##### Excerpted records #####

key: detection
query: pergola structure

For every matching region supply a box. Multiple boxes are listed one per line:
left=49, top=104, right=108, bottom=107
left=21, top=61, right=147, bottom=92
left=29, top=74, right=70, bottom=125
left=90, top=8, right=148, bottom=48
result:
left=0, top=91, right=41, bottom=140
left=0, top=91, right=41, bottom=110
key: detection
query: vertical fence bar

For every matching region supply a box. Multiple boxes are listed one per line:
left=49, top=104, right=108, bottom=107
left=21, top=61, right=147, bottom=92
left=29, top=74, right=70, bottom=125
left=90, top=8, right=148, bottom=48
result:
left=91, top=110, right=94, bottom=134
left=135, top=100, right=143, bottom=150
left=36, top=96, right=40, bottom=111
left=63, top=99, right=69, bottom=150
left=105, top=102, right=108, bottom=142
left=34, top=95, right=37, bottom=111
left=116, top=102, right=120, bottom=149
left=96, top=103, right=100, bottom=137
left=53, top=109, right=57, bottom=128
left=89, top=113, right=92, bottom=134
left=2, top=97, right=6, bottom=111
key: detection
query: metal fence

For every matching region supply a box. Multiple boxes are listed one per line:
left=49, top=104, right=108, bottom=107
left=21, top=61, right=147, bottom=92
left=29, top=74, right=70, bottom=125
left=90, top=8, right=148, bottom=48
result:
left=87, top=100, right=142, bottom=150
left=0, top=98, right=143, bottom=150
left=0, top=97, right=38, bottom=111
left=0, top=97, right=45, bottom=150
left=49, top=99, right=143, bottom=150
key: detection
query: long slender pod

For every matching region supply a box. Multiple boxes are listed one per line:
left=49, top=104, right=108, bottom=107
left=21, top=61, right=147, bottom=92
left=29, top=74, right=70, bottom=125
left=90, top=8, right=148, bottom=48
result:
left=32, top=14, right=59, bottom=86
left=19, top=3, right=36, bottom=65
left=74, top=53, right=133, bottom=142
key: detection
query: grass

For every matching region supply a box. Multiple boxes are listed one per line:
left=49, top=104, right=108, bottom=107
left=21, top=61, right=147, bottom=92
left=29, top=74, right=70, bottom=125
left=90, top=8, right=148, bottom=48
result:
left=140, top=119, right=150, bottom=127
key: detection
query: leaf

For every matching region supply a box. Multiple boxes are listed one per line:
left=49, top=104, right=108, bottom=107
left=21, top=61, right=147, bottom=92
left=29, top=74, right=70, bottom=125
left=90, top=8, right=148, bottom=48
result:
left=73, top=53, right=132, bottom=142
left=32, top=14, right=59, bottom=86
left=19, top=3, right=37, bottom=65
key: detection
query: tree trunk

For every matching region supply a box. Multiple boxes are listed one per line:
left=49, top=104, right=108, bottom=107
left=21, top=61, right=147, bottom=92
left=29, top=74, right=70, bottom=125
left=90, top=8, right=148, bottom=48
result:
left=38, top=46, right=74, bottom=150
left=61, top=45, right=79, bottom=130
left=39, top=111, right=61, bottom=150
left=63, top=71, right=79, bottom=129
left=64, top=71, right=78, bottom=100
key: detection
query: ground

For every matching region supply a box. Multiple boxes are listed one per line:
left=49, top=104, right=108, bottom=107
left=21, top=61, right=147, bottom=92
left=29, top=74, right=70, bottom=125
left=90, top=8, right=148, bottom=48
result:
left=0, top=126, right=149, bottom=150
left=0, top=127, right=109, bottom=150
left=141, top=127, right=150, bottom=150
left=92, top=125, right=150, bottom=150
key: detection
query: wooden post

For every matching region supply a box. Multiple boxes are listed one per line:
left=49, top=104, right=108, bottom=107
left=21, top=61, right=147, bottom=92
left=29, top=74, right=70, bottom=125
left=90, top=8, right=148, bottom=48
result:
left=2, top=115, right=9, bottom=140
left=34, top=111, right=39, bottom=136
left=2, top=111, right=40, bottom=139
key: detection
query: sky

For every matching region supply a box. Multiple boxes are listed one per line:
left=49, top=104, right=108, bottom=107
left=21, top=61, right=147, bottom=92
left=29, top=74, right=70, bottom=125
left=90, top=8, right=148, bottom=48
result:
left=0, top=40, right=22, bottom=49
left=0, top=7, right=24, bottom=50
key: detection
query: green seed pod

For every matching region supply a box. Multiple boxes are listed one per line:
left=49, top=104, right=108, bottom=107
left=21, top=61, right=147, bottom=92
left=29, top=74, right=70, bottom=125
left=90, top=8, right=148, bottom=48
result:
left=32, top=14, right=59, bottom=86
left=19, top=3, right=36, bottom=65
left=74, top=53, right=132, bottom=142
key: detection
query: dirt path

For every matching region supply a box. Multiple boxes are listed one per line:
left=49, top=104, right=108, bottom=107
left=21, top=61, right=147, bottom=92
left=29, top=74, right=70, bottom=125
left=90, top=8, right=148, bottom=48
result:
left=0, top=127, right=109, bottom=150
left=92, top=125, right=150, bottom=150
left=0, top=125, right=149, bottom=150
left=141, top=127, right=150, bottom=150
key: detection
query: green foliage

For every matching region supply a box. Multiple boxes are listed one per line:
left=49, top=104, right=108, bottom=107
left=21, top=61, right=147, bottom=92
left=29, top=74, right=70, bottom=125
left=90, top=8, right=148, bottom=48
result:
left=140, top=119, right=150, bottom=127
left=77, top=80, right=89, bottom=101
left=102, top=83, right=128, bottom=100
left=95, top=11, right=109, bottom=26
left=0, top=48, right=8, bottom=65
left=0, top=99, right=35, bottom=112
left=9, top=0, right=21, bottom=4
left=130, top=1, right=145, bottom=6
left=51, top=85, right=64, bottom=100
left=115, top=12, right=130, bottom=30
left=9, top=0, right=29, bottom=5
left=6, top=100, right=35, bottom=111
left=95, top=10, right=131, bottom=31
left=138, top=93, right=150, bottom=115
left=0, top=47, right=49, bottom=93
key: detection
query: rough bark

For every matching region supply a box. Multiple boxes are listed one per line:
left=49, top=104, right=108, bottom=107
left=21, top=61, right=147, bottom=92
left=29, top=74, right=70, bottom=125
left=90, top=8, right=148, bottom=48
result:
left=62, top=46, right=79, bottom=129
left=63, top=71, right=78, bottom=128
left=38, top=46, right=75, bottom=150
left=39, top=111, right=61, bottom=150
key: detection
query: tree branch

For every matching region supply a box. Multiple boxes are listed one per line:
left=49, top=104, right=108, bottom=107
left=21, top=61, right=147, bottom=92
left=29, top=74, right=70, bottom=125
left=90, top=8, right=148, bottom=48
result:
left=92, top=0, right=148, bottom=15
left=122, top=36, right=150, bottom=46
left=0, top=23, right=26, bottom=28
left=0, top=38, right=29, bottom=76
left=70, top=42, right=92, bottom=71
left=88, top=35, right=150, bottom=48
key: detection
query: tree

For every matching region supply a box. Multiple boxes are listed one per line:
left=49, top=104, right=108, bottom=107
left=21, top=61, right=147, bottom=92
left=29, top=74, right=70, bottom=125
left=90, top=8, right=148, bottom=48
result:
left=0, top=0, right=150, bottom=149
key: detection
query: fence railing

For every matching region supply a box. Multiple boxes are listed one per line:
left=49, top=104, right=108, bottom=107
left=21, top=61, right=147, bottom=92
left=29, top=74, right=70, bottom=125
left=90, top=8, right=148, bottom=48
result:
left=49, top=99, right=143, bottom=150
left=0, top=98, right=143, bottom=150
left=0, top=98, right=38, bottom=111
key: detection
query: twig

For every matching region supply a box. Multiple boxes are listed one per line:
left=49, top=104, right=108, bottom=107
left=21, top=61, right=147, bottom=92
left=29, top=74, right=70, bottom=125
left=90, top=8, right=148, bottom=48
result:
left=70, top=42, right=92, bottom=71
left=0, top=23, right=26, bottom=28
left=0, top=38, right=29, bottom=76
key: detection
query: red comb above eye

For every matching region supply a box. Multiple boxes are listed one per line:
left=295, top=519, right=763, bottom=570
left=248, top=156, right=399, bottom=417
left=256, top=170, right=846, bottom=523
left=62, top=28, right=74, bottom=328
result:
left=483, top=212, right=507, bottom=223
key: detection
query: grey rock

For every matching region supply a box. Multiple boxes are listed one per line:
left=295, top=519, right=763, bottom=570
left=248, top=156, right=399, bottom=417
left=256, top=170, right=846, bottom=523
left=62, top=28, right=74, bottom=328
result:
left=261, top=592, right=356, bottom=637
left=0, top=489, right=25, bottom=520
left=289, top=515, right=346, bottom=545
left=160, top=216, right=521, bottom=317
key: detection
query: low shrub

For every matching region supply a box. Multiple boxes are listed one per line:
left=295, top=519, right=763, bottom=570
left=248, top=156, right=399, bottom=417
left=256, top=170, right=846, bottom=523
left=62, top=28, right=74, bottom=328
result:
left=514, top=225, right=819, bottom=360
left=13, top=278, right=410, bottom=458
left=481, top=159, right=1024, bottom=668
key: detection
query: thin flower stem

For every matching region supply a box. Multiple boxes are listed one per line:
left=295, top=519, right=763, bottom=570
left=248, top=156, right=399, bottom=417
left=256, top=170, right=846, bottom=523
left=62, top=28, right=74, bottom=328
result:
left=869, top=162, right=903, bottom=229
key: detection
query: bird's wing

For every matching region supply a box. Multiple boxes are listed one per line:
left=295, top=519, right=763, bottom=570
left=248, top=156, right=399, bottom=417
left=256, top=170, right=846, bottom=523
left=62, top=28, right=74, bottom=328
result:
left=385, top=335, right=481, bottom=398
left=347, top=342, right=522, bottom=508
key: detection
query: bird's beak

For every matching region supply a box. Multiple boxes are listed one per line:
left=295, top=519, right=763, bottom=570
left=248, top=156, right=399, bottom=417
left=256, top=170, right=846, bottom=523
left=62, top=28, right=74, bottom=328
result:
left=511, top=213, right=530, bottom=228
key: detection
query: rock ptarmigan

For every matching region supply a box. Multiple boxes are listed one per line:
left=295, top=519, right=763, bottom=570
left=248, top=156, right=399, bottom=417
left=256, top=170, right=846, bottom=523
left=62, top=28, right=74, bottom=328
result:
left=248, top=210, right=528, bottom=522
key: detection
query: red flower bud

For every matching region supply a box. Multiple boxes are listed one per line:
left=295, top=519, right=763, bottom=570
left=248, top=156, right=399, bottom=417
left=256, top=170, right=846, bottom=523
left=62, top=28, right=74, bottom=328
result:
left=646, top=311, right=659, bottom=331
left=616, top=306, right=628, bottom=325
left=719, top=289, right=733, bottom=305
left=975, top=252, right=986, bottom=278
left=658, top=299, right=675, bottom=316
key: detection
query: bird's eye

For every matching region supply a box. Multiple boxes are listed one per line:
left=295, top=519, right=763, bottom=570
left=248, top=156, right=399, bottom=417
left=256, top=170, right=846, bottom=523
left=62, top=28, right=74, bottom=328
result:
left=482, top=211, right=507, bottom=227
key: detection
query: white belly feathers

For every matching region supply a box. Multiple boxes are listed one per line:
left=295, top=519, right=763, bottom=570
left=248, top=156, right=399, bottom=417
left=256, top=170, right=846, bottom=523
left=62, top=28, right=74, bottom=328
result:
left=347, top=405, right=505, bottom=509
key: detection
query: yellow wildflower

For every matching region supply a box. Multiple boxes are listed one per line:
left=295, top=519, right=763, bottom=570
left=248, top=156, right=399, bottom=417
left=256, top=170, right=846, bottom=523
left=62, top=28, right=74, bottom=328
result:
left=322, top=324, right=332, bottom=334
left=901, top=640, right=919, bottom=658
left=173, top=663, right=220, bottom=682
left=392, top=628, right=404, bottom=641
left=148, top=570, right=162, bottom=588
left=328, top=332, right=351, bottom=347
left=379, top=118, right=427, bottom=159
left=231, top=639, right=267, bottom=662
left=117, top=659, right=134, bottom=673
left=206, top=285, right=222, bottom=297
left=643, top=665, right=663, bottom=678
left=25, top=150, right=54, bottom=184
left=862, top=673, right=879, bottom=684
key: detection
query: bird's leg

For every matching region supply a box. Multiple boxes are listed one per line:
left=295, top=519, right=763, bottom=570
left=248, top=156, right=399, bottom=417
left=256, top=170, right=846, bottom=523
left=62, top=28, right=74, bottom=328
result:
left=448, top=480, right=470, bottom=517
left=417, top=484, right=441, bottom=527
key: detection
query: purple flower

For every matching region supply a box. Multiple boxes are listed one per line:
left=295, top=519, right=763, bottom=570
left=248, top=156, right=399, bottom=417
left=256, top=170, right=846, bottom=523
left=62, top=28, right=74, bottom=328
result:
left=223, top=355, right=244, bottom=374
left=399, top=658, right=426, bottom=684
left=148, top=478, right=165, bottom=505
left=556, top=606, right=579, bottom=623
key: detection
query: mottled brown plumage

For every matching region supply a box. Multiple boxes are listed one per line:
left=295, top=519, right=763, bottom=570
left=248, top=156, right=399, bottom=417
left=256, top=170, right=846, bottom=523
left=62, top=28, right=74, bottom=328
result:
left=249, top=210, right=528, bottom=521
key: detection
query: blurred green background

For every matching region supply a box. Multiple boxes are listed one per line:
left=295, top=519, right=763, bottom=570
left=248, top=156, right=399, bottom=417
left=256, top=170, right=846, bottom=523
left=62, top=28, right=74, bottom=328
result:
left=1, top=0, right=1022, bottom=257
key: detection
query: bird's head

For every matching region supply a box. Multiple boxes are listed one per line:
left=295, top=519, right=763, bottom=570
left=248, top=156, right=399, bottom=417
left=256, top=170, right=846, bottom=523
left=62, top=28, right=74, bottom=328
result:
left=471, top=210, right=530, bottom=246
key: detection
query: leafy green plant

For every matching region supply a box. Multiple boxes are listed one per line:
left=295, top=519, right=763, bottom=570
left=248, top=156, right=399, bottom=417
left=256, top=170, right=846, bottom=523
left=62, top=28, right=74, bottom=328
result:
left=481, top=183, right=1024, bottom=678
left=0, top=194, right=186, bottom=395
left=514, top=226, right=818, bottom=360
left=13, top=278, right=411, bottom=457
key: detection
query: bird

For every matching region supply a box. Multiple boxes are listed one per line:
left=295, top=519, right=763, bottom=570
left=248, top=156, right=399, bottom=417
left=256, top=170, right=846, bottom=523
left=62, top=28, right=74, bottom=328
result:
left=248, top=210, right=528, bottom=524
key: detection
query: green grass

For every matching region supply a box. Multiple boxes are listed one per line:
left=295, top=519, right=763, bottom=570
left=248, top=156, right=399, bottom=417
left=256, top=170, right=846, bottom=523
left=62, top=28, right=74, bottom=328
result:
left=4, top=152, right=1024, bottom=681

#####

» **Instructions for the task**
All that is needed is how many lines of the data contain "tree", stated as a number.

» **Solved problem**
3